Brief: Go through the entries and copy every line that has the string "grass" in it.

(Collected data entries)
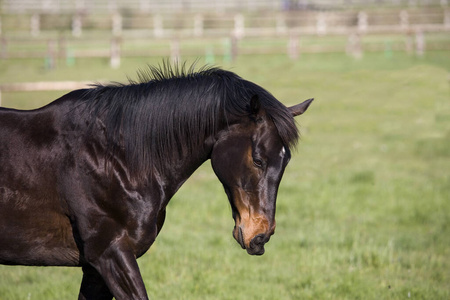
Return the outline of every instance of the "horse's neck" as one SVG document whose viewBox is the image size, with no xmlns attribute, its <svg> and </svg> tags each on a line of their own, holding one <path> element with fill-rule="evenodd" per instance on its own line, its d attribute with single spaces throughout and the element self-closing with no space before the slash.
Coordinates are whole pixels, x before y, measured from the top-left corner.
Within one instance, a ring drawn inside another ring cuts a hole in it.
<svg viewBox="0 0 450 300">
<path fill-rule="evenodd" d="M 168 168 L 157 175 L 160 178 L 160 185 L 166 191 L 167 201 L 178 191 L 186 180 L 209 159 L 214 140 L 205 142 L 204 145 L 192 151 L 191 154 L 175 160 Z"/>
</svg>

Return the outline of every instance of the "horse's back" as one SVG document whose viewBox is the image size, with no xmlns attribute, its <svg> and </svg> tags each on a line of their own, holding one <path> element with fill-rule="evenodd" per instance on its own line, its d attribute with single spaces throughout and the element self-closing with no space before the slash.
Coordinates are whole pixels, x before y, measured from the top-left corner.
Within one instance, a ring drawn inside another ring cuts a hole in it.
<svg viewBox="0 0 450 300">
<path fill-rule="evenodd" d="M 63 98 L 32 111 L 0 108 L 2 264 L 78 264 L 58 187 L 70 155 L 64 142 L 70 103 Z"/>
</svg>

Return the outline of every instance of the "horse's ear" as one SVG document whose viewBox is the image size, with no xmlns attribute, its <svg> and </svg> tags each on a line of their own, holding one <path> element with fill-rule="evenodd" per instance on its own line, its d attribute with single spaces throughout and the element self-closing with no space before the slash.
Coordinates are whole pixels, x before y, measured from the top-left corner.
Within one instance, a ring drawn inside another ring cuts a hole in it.
<svg viewBox="0 0 450 300">
<path fill-rule="evenodd" d="M 261 109 L 261 102 L 259 102 L 258 95 L 253 95 L 250 99 L 250 113 L 252 115 L 257 115 Z"/>
<path fill-rule="evenodd" d="M 304 113 L 308 109 L 311 102 L 313 102 L 313 100 L 314 100 L 314 98 L 311 98 L 306 101 L 303 101 L 300 104 L 289 107 L 289 110 L 291 111 L 292 116 L 296 117 L 296 116 L 299 116 L 302 113 Z"/>
</svg>

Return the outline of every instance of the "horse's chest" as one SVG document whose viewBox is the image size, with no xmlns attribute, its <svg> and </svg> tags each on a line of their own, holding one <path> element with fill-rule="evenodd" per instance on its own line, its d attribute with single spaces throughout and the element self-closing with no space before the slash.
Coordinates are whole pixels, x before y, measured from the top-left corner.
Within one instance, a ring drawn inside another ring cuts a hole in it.
<svg viewBox="0 0 450 300">
<path fill-rule="evenodd" d="M 127 234 L 133 245 L 136 257 L 140 257 L 147 252 L 158 233 L 156 218 L 147 217 L 147 219 L 127 228 Z"/>
<path fill-rule="evenodd" d="M 141 199 L 127 199 L 119 211 L 110 211 L 108 219 L 113 219 L 115 232 L 123 232 L 128 236 L 136 256 L 144 254 L 155 241 L 157 235 L 157 203 L 148 204 Z M 111 237 L 114 238 L 114 237 Z"/>
</svg>

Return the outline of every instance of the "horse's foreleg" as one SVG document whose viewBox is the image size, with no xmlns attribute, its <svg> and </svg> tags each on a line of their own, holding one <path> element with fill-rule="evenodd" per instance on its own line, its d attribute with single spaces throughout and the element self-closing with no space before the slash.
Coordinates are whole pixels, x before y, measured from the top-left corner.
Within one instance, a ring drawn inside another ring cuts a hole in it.
<svg viewBox="0 0 450 300">
<path fill-rule="evenodd" d="M 126 242 L 112 243 L 90 263 L 117 300 L 148 299 L 136 257 Z"/>
<path fill-rule="evenodd" d="M 91 266 L 83 266 L 83 281 L 81 281 L 78 300 L 111 300 L 113 295 L 105 284 L 103 277 Z"/>
</svg>

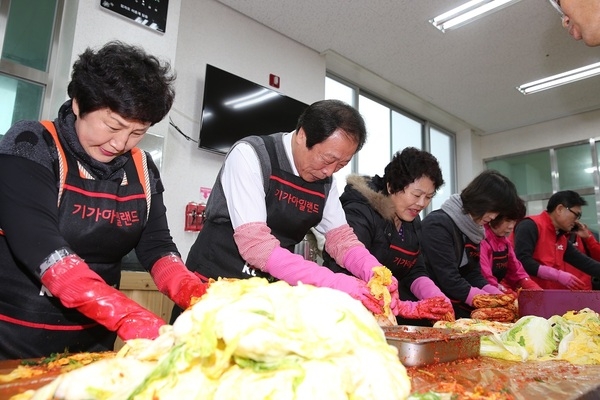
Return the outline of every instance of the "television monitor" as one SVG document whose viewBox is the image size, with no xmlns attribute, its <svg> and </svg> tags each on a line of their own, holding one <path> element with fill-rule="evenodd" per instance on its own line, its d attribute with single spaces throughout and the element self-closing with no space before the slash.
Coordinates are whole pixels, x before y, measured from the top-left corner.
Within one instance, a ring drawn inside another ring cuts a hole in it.
<svg viewBox="0 0 600 400">
<path fill-rule="evenodd" d="M 198 146 L 225 154 L 246 136 L 291 132 L 307 104 L 206 66 Z"/>
</svg>

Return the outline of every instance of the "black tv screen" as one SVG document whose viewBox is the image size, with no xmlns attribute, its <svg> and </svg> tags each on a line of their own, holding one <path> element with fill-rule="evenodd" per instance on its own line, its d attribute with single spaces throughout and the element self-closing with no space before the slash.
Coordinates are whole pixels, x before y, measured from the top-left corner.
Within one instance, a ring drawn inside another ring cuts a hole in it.
<svg viewBox="0 0 600 400">
<path fill-rule="evenodd" d="M 246 136 L 291 132 L 307 104 L 206 66 L 199 147 L 227 153 Z"/>
</svg>

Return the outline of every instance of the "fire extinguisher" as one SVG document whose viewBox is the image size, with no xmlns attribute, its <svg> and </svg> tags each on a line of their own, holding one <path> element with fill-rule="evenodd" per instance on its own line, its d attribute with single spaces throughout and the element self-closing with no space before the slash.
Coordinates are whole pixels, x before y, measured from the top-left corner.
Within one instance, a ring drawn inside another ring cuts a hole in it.
<svg viewBox="0 0 600 400">
<path fill-rule="evenodd" d="M 204 224 L 204 210 L 206 205 L 189 202 L 185 206 L 185 230 L 190 232 L 198 232 Z"/>
</svg>

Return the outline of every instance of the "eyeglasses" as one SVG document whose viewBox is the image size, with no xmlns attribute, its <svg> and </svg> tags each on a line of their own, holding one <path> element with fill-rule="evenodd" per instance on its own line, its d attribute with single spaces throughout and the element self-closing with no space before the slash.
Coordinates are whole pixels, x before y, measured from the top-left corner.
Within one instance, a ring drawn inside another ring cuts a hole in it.
<svg viewBox="0 0 600 400">
<path fill-rule="evenodd" d="M 571 211 L 571 213 L 575 216 L 575 221 L 579 221 L 581 219 L 581 213 L 575 212 L 571 210 L 569 207 L 565 207 L 567 210 Z"/>
<path fill-rule="evenodd" d="M 563 12 L 562 8 L 560 8 L 560 0 L 548 0 L 550 2 L 550 4 L 552 4 L 552 7 L 554 7 L 554 9 L 556 11 L 558 11 L 558 13 L 560 14 L 560 18 L 564 18 L 565 17 L 565 13 Z"/>
</svg>

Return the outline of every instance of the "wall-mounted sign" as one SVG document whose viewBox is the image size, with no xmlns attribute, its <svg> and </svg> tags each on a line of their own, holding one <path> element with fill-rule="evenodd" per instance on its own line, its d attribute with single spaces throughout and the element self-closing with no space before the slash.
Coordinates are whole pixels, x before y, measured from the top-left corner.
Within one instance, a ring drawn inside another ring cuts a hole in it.
<svg viewBox="0 0 600 400">
<path fill-rule="evenodd" d="M 167 28 L 169 0 L 100 0 L 100 5 L 158 32 Z"/>
</svg>

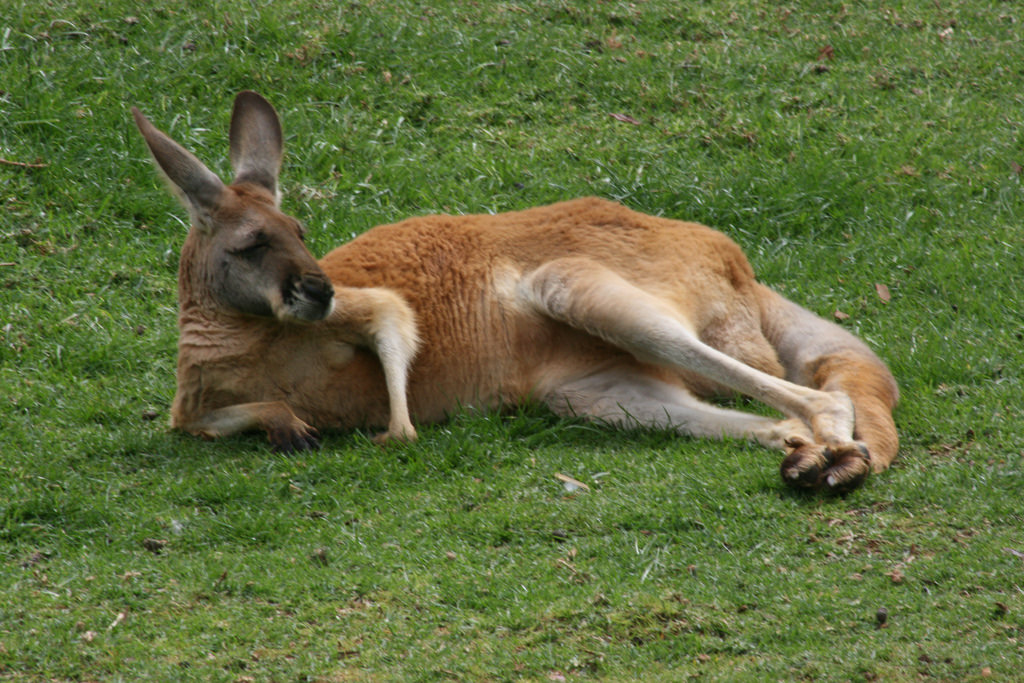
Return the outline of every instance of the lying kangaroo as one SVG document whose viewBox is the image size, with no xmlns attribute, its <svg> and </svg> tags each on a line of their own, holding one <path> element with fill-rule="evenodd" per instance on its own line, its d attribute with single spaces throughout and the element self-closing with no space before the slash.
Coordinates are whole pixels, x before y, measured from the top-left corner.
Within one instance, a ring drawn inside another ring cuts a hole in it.
<svg viewBox="0 0 1024 683">
<path fill-rule="evenodd" d="M 787 451 L 791 485 L 846 491 L 896 456 L 896 383 L 853 335 L 758 283 L 694 223 L 600 199 L 376 227 L 319 263 L 278 207 L 281 125 L 235 100 L 224 185 L 139 111 L 192 229 L 181 253 L 172 426 L 266 431 L 419 422 L 539 401 L 559 415 Z M 739 392 L 773 419 L 704 398 Z"/>
</svg>

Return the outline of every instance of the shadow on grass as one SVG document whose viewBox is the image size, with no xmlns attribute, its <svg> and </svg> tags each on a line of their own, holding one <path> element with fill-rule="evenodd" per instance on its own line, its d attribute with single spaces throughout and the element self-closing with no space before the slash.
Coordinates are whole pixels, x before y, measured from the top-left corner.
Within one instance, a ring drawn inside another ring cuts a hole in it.
<svg viewBox="0 0 1024 683">
<path fill-rule="evenodd" d="M 702 481 L 721 480 L 728 482 L 723 486 L 740 492 L 777 495 L 809 506 L 847 497 L 787 486 L 778 476 L 781 456 L 755 444 L 696 439 L 660 429 L 618 429 L 560 418 L 539 404 L 505 412 L 460 412 L 445 422 L 419 426 L 419 439 L 414 443 L 381 447 L 372 441 L 374 434 L 365 429 L 326 431 L 318 450 L 280 453 L 258 433 L 210 441 L 145 425 L 131 433 L 122 431 L 120 441 L 117 435 L 109 435 L 105 443 L 85 452 L 94 467 L 127 474 L 150 471 L 155 476 L 188 480 L 225 471 L 277 473 L 299 476 L 309 485 L 346 482 L 367 489 L 483 477 L 496 469 L 521 468 L 536 460 L 541 460 L 542 467 L 559 461 L 594 462 L 595 466 L 609 463 L 608 467 L 622 471 L 623 465 L 616 463 L 640 467 L 643 454 L 651 453 L 650 460 L 659 461 L 662 469 L 663 456 L 668 455 L 671 471 L 636 471 L 629 476 L 690 478 L 697 490 L 710 488 Z M 100 464 L 104 461 L 106 466 Z"/>
</svg>

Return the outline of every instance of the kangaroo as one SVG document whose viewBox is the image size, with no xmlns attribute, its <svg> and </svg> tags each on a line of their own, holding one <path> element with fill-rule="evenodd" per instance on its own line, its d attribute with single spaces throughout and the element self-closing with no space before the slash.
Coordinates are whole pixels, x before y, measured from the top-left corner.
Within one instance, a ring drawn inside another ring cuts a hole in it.
<svg viewBox="0 0 1024 683">
<path fill-rule="evenodd" d="M 375 227 L 319 262 L 280 209 L 274 108 L 235 99 L 224 184 L 137 108 L 191 218 L 179 269 L 171 426 L 263 430 L 284 451 L 318 429 L 418 423 L 540 402 L 562 416 L 784 451 L 783 480 L 845 492 L 896 456 L 892 374 L 843 328 L 759 283 L 696 223 L 596 198 Z M 710 403 L 745 394 L 766 417 Z"/>
</svg>

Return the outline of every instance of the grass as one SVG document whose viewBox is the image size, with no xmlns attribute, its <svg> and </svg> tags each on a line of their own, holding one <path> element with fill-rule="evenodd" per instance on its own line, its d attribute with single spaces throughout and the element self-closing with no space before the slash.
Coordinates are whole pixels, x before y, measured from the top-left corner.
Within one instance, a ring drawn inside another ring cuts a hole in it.
<svg viewBox="0 0 1024 683">
<path fill-rule="evenodd" d="M 1015 680 L 1022 26 L 996 0 L 4 4 L 0 158 L 44 166 L 0 164 L 0 678 Z M 530 407 L 293 457 L 169 432 L 185 227 L 128 108 L 227 175 L 243 88 L 317 253 L 583 194 L 726 231 L 890 363 L 895 467 L 805 497 L 758 448 Z"/>
</svg>

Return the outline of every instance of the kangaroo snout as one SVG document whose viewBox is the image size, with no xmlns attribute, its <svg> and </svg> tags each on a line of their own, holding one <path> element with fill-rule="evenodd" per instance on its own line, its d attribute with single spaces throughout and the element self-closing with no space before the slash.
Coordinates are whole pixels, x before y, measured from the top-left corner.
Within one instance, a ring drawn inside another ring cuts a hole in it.
<svg viewBox="0 0 1024 683">
<path fill-rule="evenodd" d="M 283 295 L 288 313 L 298 320 L 323 320 L 334 310 L 334 286 L 321 273 L 303 273 Z"/>
<path fill-rule="evenodd" d="M 299 281 L 303 294 L 316 303 L 327 305 L 334 300 L 334 286 L 320 273 L 306 273 Z"/>
</svg>

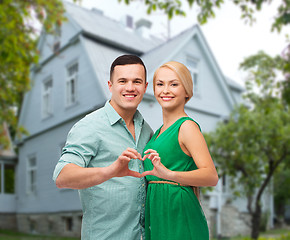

Task result:
Return the outline of every instance of the shadow on grass as one SVG document whose viewBox is the image size, with no xmlns attribute, its <svg> and </svg> tags each on a line of their own, holding one <path> element with fill-rule="evenodd" per instance on its own line, its d attribute with single spaces throughout and the element self-closing with no space before the slash.
Return the outline of every instance of the grass as one SVG document whose viewBox is the image size, with no xmlns attribute, its <svg> and </svg> tags each on a line of their own, holding one <path> element with fill-rule="evenodd" per instance on its own line, its d attribute with single spaces throughout and the element self-closing with no space before the slash.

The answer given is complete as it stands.